ENTRIES SHOWN:
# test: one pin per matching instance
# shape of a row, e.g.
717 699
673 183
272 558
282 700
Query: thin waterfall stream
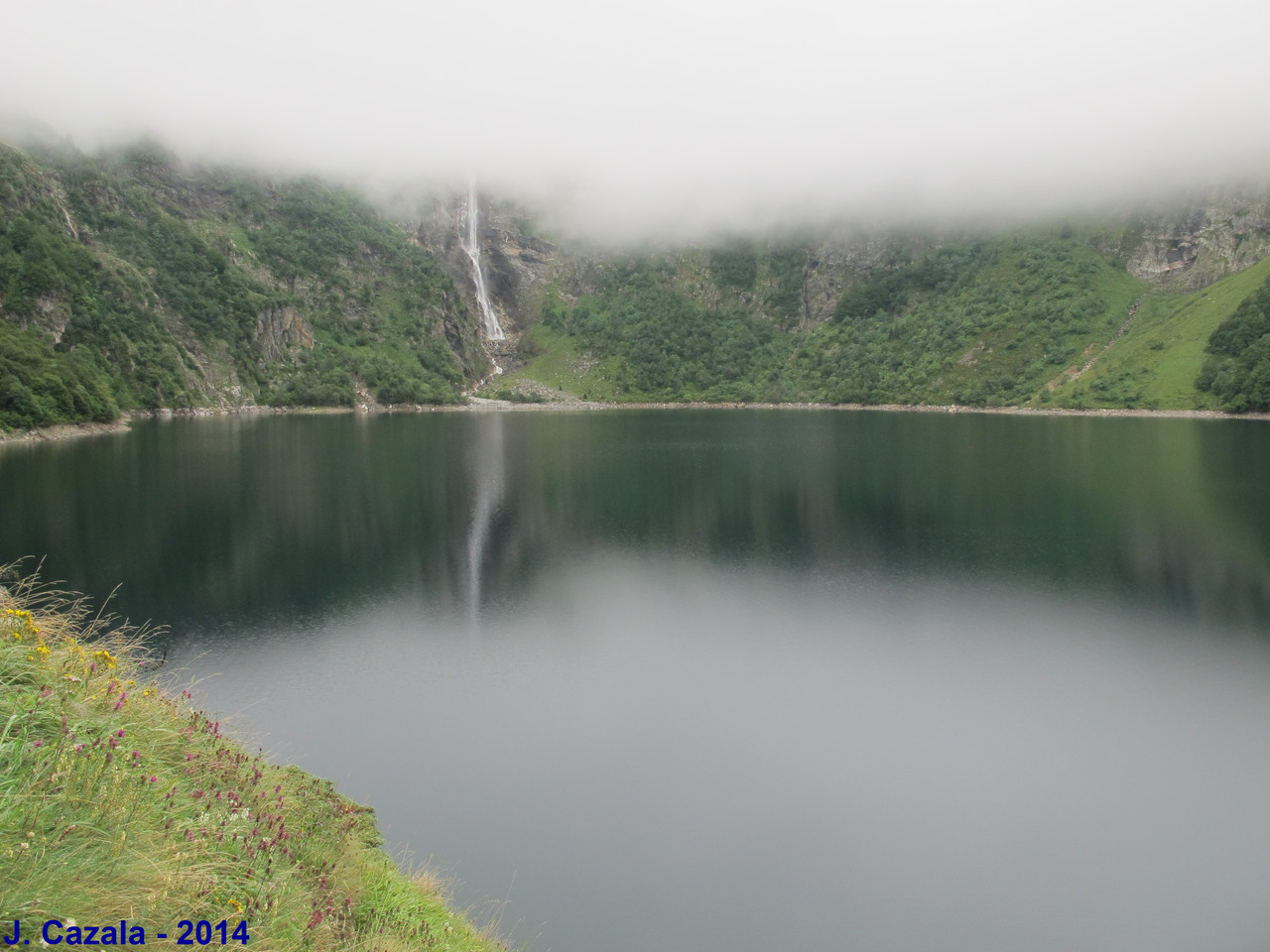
471 245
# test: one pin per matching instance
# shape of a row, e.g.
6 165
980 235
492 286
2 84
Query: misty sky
661 109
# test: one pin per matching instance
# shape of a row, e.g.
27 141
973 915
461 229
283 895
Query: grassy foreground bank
118 800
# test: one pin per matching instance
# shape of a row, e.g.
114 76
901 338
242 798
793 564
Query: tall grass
118 800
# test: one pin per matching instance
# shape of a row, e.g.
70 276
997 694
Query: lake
760 679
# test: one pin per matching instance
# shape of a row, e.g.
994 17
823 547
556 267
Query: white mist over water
471 245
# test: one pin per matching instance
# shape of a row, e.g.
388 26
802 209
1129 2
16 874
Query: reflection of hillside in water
287 515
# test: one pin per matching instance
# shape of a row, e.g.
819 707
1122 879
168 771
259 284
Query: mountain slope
132 281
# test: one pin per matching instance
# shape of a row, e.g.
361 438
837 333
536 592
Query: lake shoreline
72 430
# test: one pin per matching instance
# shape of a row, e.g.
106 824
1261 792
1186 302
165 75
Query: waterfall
471 245
489 488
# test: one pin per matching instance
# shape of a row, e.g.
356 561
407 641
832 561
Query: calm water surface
730 680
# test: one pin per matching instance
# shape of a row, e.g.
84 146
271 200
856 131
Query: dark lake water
730 680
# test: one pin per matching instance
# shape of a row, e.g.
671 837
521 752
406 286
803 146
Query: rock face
1194 245
280 331
518 267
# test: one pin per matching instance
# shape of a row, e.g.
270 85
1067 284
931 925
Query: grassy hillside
978 321
121 801
131 281
135 281
1160 357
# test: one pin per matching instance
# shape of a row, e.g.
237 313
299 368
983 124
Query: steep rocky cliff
137 281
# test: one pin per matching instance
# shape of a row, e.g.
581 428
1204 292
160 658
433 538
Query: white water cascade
471 245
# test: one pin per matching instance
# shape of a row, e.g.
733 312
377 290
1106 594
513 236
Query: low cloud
665 116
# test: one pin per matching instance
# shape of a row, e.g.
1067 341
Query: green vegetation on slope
1160 357
1238 370
134 282
976 321
119 801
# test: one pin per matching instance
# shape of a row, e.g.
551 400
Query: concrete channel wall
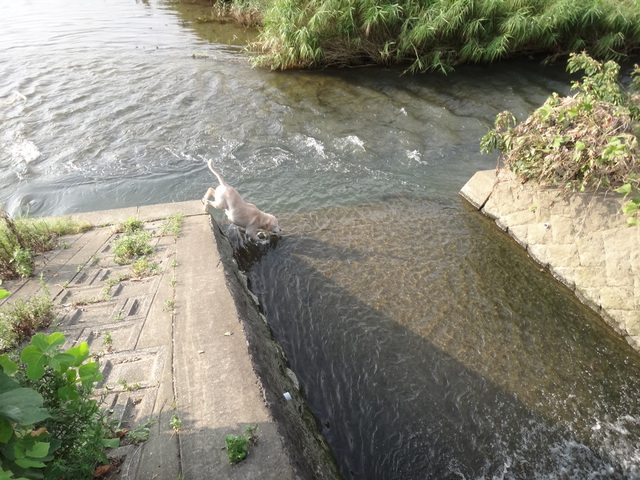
186 343
582 238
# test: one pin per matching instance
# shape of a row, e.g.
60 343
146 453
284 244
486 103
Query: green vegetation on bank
585 141
50 426
439 34
21 239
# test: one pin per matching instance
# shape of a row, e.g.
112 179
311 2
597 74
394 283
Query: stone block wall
582 238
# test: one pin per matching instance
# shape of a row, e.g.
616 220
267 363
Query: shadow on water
416 372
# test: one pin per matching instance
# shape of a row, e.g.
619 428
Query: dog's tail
216 173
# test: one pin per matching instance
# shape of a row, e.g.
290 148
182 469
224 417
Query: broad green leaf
630 208
39 450
8 366
6 430
22 405
36 360
68 393
7 383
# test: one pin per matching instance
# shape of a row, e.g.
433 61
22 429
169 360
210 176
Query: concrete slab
478 189
174 350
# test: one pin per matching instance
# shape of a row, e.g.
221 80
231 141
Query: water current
427 343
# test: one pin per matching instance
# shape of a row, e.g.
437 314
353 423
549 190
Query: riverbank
581 238
184 352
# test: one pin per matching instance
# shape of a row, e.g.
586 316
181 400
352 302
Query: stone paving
171 347
582 238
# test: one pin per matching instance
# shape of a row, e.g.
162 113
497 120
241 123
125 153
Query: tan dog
238 211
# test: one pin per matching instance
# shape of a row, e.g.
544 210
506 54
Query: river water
427 343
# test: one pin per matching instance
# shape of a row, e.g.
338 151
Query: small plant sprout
129 248
144 268
170 306
175 423
130 226
140 433
238 446
173 224
129 387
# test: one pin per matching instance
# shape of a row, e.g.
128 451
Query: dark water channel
427 343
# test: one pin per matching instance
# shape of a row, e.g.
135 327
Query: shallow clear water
428 344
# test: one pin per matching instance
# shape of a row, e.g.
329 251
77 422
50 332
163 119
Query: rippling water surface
427 343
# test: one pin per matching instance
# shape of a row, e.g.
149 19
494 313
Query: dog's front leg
205 200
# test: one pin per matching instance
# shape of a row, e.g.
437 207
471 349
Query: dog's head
271 223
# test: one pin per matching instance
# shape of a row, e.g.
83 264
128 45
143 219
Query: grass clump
131 247
439 34
130 226
21 239
238 446
173 225
20 320
585 141
51 425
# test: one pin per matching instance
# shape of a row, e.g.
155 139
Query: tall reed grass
439 34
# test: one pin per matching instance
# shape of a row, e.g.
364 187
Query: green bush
439 34
23 238
19 321
130 247
50 427
585 141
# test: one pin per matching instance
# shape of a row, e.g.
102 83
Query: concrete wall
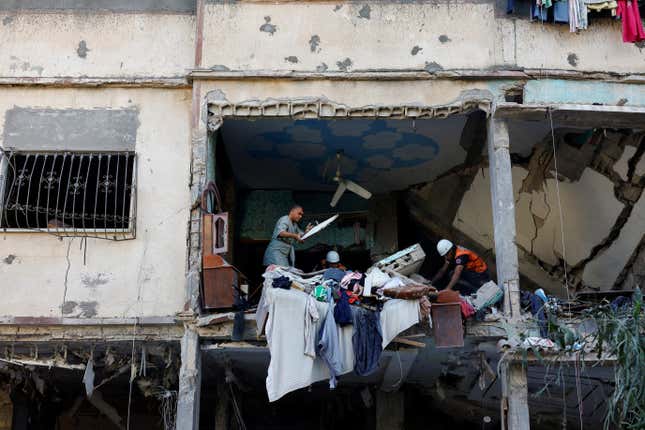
350 36
601 205
156 38
73 43
41 275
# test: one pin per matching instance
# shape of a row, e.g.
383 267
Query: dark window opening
66 192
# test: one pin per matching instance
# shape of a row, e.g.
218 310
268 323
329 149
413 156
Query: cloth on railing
311 318
628 12
367 341
290 369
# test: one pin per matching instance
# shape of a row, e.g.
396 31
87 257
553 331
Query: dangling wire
564 265
557 192
132 372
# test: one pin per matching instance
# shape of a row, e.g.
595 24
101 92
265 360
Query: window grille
69 193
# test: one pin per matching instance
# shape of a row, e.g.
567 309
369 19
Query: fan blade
355 188
339 192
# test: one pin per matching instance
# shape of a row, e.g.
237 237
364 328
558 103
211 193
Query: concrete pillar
515 410
390 411
189 382
222 406
4 167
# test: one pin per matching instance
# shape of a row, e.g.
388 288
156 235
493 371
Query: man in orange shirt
470 271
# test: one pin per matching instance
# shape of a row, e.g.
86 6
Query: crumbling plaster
601 229
103 278
402 35
60 44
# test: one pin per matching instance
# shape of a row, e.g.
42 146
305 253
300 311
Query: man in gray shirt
285 234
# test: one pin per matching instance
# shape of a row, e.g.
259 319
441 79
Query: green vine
619 334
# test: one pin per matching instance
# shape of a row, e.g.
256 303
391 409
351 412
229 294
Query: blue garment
560 11
367 341
328 346
539 13
334 273
537 310
342 310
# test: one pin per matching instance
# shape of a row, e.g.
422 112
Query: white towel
290 369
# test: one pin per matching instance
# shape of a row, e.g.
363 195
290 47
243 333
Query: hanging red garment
628 12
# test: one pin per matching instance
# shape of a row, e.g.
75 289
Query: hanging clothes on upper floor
627 11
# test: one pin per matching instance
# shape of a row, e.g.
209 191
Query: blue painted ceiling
382 155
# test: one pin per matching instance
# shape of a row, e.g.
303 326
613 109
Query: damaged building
150 146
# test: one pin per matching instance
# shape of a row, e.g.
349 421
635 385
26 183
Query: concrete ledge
96 82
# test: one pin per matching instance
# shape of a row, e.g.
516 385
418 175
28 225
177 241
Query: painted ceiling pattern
383 155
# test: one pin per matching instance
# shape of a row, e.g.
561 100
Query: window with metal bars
69 193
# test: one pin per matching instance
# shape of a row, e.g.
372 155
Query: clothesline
575 13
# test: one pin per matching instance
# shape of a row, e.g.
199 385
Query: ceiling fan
346 184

GOAL: Report how many of the lines above contain the string "wall", treating case as significant. Give only the number.

SOLUTION: 3